Zitierter Textauszug.
##############################

Von Dorothea Friedrich, Altomünster

Kristin Diehl ist "Marketenderin in Sachen Simbabwe-Kunst", wie sie sagt und seit Jahrzehnten von diesem gebeutelten Land fasziniert. Arno Henseler ist Galerist in München und seit Jahrzehnten von Afrika fasziniert. Nun zeigen beide erstmals ausgewählte Skulpturen ihrer Sammlungen in der Ausstellung "Afrika! - traditionelle und moderne Skulpturen" im Museumsforum Altomünster. Am kommenden Sonntag ist die Eröffnung.

Noch ist nicht jedes Objekt so platziert, wie es sich die Sammler wünschen. Doch schon jetzt ist klar: Diese Schau wird eine Entdeckungsreise für Augen, Kopf und Ohren. Letzteres zumindest bei der Vernissage. Denn Mutar Jeiteh aus Gambia sowie Peter Imade und Marcus Omoregie aus Nigeria machen mit ihren Trommeln Afrika hörbar. Die drei Flüchtlinge leben zum Teil seit 2015 in der Marktgemeinde. Für sie ist es seither die erste unmittelbare Begegnung mit künstlerischer Tradition und Moderne ihres Heimatkontinents. Womöglich nicht nur für das Trommler-Trio. Mag sein, dass es dem einen oder anderen Betrachter so ergeht, wie Galerist Henseler in New York. "Schon als Kind habe ich alles aufgesaugt, was mit fremden Kulturen zu tun hat", sagte er der SZ Dachau. Doch er habe "nie den Faden des Anfangs gefunden". Bis er nach New York kam. "Dort ist mir auf Schritt und Tritt Kunst begegnet", sagte er. Was letztendlich dazu führte, dass er 1975 seine Galerie in München gründete und sich auf traditionelle westafrikanische Kunst spezialisierte. Warum? "Mich fasziniert diese ungeheure Kraft und Wahrhaftigkeit. Masken und Fetische weisen allgemein menschliche Bezüge auf. So sind sie für uns nachvollziehbar und verständlich, auch wenn es sich um für uns fremde Kulturen handelt."

Und noch etwas ist ihm wichtig: "Traditionelle afrikanische Kunst beruht auf ernsten lebensbezogenen Inhalten und der Genialität ihrer Künstler." Es sind Künstler, deren Namen niemand mehr kennt. Denn ähnlich wie in unserem Kulturkreis die Ikonenmaler haben sich die unbekannten Künstler an ethnischen, religiösen oder spirituellen Vorbildern orientiert. Wer beispielsweise den Auftrag erhielt, eine neue Maske zu schnitzen, hatte das "Vorgängermodell" vor Augen und dessen Bedeutung und Aussage längst verinnerlicht. So machen die ausgestellten Werke zutiefst menschliche Gefühle sichtbar: eine tiefe Spiritualität, Sorgen und Ängste, Freude und Schicksalsergebenheit, aber auch Ehrfurcht und Respekt vor dem Unerklärlichen.

##############################

Einträge zur Ortsbeschriftung.
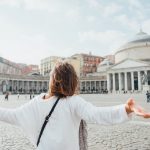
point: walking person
(148, 96)
(18, 96)
(6, 96)
(30, 96)
(52, 120)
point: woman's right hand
(131, 106)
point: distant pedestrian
(30, 96)
(148, 96)
(18, 95)
(6, 96)
(33, 95)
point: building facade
(88, 63)
(23, 84)
(131, 71)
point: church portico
(127, 81)
(23, 84)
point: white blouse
(61, 132)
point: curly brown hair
(63, 80)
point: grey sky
(33, 29)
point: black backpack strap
(46, 121)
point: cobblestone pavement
(133, 135)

##############################

Aufgabenstellung.
a) Prüfe, ob die folgenden Aussagen mit dem Textauszug übereinstimmen: (i) Henseler gründete seine Galerie 1975 in München. (ii) Alle drei Trommler stammen aus Nigeria. (iii) Die Ausstellung ist im Museumsforum Altomünster zu sehen. Antworte jeweils mit Ja oder Nein und zitiere die entscheidenden Worte wörtlich.
b) Dupliziere den Abschnitt des Textauszugs von „Von Dorothea Friedrich, Altomünster“ bis „Sonntag ist die Eröffnung.“ wortgetreu.
c) Auf welche Kunst hat sich Henseler laut dem Textauszug mit seiner Galerie spezialisiert?

Die Antworten.
a)
(i) Ja: „dass er 1975 seine Galerie in München gründete“
(ii) Nein: „Mutar Jeiteh aus Gambia sowie Peter Imade und Marcus Omoregie aus Nigeria“
(iii) Ja: „in der Ausstellung "Afrika! - traditionelle und moderne Skulpturen" im Museumsforum Altomünster“

b)
Von Dorothea Friedrich, Altomünster

Kristin Diehl ist "Marketenderin in Sachen Simbabwe-Kunst", wie sie sagt und seit Jahrzehnten von diesem gebeutelten Land fasziniert. Arno Henseler ist Galerist in München und seit Jahrzehnten von Afrika fasziniert. Nun zeigen beide erstmals ausgewählte Skulpturen ihrer Sammlungen in der Ausstellung "Afrika! - traditionelle und moderne Skulpturen" im Museumsforum Altomünster. Am kommenden Sonntag ist die Eröffnung.

c) Auf traditionelle westafrikanische Kunst.